#### Listed entries
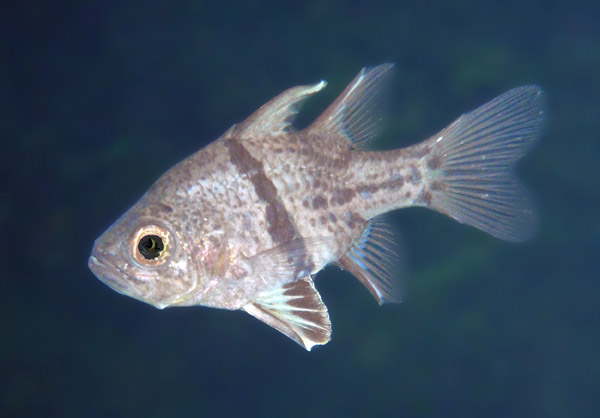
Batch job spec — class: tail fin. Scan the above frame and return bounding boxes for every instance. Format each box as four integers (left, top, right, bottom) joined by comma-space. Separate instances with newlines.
420, 86, 544, 241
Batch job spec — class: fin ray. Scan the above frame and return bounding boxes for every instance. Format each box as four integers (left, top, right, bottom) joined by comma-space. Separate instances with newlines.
241, 236, 337, 288
337, 217, 402, 304
243, 277, 331, 350
422, 86, 544, 241
233, 81, 327, 138
308, 64, 394, 148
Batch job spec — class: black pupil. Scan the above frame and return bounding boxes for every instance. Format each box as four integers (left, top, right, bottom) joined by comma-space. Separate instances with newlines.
138, 235, 164, 260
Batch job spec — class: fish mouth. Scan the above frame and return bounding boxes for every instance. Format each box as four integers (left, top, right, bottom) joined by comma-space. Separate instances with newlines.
88, 253, 135, 298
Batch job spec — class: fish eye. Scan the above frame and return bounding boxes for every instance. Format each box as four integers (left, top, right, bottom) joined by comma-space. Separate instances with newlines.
132, 225, 170, 266
138, 235, 164, 260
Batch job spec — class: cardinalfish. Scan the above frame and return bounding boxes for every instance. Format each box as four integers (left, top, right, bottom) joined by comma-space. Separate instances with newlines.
89, 64, 544, 350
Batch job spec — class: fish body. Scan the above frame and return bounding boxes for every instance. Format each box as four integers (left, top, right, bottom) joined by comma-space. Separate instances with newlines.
89, 64, 544, 350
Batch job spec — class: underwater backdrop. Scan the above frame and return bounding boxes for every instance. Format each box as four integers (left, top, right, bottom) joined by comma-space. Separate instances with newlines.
2, 0, 599, 417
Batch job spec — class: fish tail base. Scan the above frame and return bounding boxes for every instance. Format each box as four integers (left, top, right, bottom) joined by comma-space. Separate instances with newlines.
418, 86, 544, 241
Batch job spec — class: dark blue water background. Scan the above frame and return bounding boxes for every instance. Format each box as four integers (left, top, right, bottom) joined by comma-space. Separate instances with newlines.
3, 1, 599, 417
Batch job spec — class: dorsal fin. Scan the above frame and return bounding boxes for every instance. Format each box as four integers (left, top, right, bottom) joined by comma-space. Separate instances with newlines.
243, 277, 331, 350
307, 63, 394, 148
231, 81, 327, 138
336, 216, 402, 304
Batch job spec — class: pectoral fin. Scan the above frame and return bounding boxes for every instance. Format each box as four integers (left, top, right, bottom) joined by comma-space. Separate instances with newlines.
240, 236, 337, 288
243, 277, 331, 350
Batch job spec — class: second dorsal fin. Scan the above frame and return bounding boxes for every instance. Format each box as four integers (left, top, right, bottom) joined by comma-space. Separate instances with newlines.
307, 64, 394, 148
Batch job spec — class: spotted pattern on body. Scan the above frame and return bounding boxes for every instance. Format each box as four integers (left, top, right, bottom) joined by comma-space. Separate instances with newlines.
89, 63, 543, 350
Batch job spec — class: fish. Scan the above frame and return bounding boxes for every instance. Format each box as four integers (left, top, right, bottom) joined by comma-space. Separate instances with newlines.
88, 64, 544, 350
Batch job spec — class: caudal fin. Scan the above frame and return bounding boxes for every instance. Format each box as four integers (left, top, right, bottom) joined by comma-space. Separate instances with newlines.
420, 86, 544, 241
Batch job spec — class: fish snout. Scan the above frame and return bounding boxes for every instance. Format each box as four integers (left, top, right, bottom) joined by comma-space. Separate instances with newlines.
88, 252, 131, 296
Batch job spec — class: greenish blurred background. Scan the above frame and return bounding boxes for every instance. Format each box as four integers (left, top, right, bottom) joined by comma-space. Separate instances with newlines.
2, 1, 599, 417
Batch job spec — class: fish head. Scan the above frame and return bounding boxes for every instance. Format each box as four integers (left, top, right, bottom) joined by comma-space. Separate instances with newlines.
88, 203, 202, 310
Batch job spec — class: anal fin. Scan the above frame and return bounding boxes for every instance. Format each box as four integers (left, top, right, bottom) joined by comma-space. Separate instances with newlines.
243, 277, 331, 350
337, 217, 403, 305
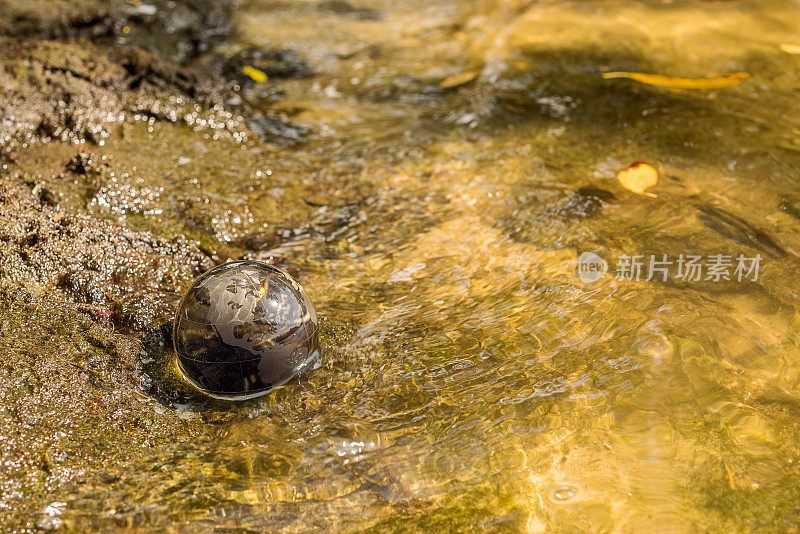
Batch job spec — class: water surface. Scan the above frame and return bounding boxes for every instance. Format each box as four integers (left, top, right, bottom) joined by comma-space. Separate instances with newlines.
66, 0, 800, 530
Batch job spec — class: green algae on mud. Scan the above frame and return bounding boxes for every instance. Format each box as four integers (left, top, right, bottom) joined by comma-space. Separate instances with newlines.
0, 174, 214, 528
0, 294, 206, 529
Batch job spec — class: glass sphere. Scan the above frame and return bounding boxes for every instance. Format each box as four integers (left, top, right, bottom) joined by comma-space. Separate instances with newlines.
173, 260, 319, 400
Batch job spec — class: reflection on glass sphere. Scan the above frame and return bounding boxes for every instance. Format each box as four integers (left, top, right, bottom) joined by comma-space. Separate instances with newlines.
173, 260, 319, 400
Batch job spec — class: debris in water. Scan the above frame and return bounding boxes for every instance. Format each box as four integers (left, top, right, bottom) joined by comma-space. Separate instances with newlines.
439, 70, 480, 89
616, 161, 658, 197
601, 71, 749, 89
242, 65, 268, 83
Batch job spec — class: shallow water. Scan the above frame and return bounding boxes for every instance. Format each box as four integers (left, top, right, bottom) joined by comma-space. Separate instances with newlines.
61, 0, 800, 530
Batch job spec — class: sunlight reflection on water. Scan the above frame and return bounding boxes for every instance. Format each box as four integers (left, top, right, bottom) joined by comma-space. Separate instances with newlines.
65, 0, 800, 530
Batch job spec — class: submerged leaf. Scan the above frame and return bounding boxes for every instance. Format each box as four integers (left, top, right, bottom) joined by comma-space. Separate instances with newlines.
439, 70, 479, 89
617, 162, 658, 197
601, 71, 749, 89
242, 65, 268, 83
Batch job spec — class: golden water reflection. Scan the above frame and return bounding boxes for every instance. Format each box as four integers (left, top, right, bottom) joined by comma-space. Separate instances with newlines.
68, 0, 800, 530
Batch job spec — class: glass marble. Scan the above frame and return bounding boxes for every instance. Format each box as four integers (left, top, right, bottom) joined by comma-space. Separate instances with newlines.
173, 260, 319, 400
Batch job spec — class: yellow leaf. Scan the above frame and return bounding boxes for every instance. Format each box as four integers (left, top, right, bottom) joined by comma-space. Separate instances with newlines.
439, 70, 479, 89
242, 65, 268, 83
617, 162, 658, 197
601, 71, 749, 89
780, 44, 800, 55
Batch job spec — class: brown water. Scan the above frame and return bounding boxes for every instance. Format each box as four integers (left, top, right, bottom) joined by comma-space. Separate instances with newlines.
62, 0, 800, 531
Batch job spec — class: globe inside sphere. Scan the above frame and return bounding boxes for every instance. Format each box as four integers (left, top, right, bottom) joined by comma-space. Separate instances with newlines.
173, 260, 319, 400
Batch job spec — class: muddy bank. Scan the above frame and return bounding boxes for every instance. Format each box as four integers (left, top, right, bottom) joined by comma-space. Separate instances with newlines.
0, 1, 320, 529
0, 166, 209, 528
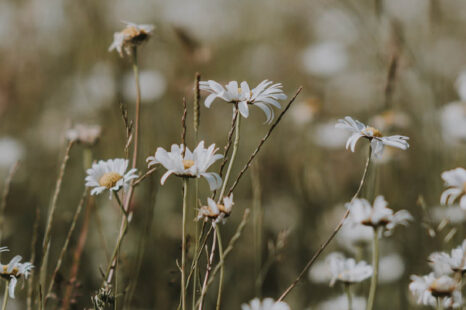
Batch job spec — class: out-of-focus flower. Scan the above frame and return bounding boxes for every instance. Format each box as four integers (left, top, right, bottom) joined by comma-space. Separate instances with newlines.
317, 294, 366, 310
337, 222, 373, 251
440, 168, 466, 209
336, 116, 410, 157
109, 22, 154, 57
431, 205, 466, 224
346, 196, 413, 232
146, 141, 222, 191
301, 41, 348, 77
326, 252, 372, 286
196, 194, 234, 226
429, 240, 466, 275
0, 247, 34, 299
313, 9, 358, 45
308, 260, 332, 284
123, 70, 166, 102
85, 159, 138, 198
379, 254, 405, 283
370, 110, 411, 132
312, 120, 350, 149
409, 273, 462, 308
289, 98, 320, 126
66, 124, 101, 146
199, 80, 287, 123
440, 102, 466, 144
241, 298, 290, 310
0, 137, 24, 169
455, 70, 466, 102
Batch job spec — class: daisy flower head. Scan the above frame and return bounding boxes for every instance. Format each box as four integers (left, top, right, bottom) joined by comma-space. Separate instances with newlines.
199, 80, 287, 123
0, 248, 34, 299
146, 141, 223, 191
196, 194, 234, 226
85, 159, 138, 198
346, 196, 413, 233
241, 298, 290, 310
66, 124, 101, 146
109, 22, 154, 57
326, 252, 372, 286
335, 116, 409, 157
429, 240, 466, 276
440, 167, 466, 209
409, 273, 462, 308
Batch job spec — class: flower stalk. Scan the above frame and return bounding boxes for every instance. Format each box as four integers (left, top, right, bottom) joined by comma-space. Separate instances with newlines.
366, 227, 380, 310
2, 280, 9, 310
181, 178, 189, 310
344, 284, 353, 310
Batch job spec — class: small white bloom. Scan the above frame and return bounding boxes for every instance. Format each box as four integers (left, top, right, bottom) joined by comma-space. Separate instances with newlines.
0, 248, 34, 299
241, 298, 290, 310
440, 168, 466, 210
146, 141, 223, 191
317, 294, 366, 310
337, 222, 373, 252
85, 159, 138, 198
326, 252, 372, 286
440, 102, 466, 144
109, 22, 154, 57
308, 260, 333, 284
336, 116, 409, 157
199, 80, 287, 123
66, 124, 101, 146
409, 273, 462, 308
196, 194, 234, 225
431, 205, 466, 224
429, 240, 466, 275
346, 196, 413, 232
379, 254, 405, 284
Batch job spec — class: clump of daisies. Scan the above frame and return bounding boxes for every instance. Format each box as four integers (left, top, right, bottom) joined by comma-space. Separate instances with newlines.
440, 167, 466, 210
0, 247, 34, 299
196, 194, 234, 226
85, 158, 138, 198
146, 141, 223, 191
241, 298, 290, 310
109, 22, 154, 57
336, 116, 409, 157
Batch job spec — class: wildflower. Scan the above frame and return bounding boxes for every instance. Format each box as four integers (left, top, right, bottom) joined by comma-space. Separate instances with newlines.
0, 247, 34, 299
326, 252, 372, 286
241, 298, 290, 310
335, 116, 409, 157
317, 294, 366, 310
346, 196, 413, 233
379, 254, 405, 284
85, 159, 138, 198
337, 221, 373, 252
146, 141, 223, 191
66, 124, 101, 146
196, 194, 234, 225
199, 80, 287, 123
409, 273, 462, 308
429, 240, 466, 275
440, 102, 466, 145
108, 22, 154, 57
440, 168, 466, 210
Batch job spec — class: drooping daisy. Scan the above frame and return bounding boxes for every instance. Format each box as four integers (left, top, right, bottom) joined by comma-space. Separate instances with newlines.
326, 252, 372, 286
199, 80, 287, 123
0, 247, 34, 299
85, 159, 138, 198
409, 273, 462, 308
429, 240, 466, 275
146, 141, 223, 191
440, 168, 466, 210
335, 116, 409, 157
346, 196, 413, 233
241, 298, 290, 310
108, 22, 154, 57
196, 194, 234, 225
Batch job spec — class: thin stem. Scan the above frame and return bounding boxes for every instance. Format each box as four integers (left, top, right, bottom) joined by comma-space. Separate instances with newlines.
345, 284, 353, 310
2, 281, 8, 310
277, 145, 372, 302
215, 228, 224, 310
181, 179, 189, 310
198, 227, 218, 310
436, 297, 443, 310
131, 47, 141, 169
366, 227, 380, 310
113, 192, 128, 217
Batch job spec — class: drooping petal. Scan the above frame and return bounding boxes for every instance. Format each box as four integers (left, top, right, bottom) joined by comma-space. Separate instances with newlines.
238, 101, 249, 118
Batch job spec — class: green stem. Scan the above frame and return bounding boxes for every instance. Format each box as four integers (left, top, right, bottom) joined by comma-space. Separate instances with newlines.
1, 281, 8, 310
366, 227, 380, 310
181, 179, 189, 310
345, 284, 353, 310
215, 228, 224, 310
217, 108, 241, 200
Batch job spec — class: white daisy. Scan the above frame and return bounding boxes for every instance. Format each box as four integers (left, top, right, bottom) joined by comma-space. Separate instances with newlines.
85, 159, 138, 198
108, 22, 154, 57
346, 196, 413, 232
337, 221, 373, 252
146, 141, 223, 191
0, 248, 34, 299
326, 252, 372, 286
335, 116, 409, 157
429, 240, 466, 275
199, 80, 287, 123
241, 298, 290, 310
409, 273, 462, 308
196, 194, 234, 225
440, 168, 466, 210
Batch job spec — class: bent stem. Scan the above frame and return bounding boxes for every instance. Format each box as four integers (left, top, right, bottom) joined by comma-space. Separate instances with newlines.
344, 284, 353, 310
215, 228, 224, 310
181, 178, 189, 310
366, 227, 380, 310
277, 145, 372, 302
1, 281, 8, 310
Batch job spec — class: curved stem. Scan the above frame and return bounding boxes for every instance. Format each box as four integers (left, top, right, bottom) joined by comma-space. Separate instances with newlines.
181, 179, 189, 310
215, 228, 224, 310
345, 284, 353, 310
366, 227, 380, 310
1, 281, 8, 310
277, 145, 372, 302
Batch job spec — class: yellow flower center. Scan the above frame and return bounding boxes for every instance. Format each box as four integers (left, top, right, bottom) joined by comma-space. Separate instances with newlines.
1, 266, 18, 277
98, 172, 123, 189
183, 160, 195, 170
366, 126, 383, 137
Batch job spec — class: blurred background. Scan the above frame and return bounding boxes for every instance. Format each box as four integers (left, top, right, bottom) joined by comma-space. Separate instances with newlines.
0, 0, 465, 309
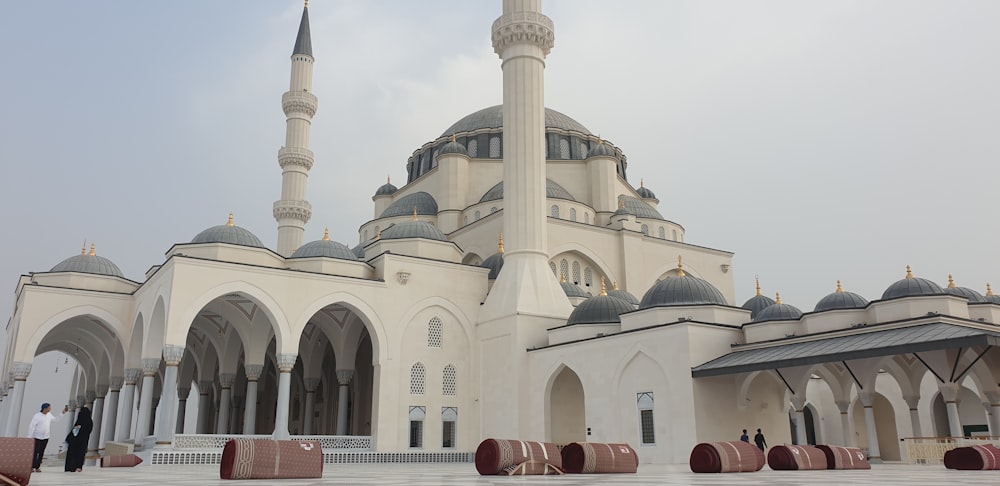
########
**Exercise:**
Your task is to reproduce exactly the lines running from the line that contains "Batch job spec — class: blurred" to the end of the records, pictures excluded.

**Response to this task:**
Batch job spec — class: blurred background. Scan the above frame and return bounding boxes for every instance. Format each box as four integers (left, top, right, bottom) joined by comma-space. Separate instances with newlines.
0, 0, 465, 309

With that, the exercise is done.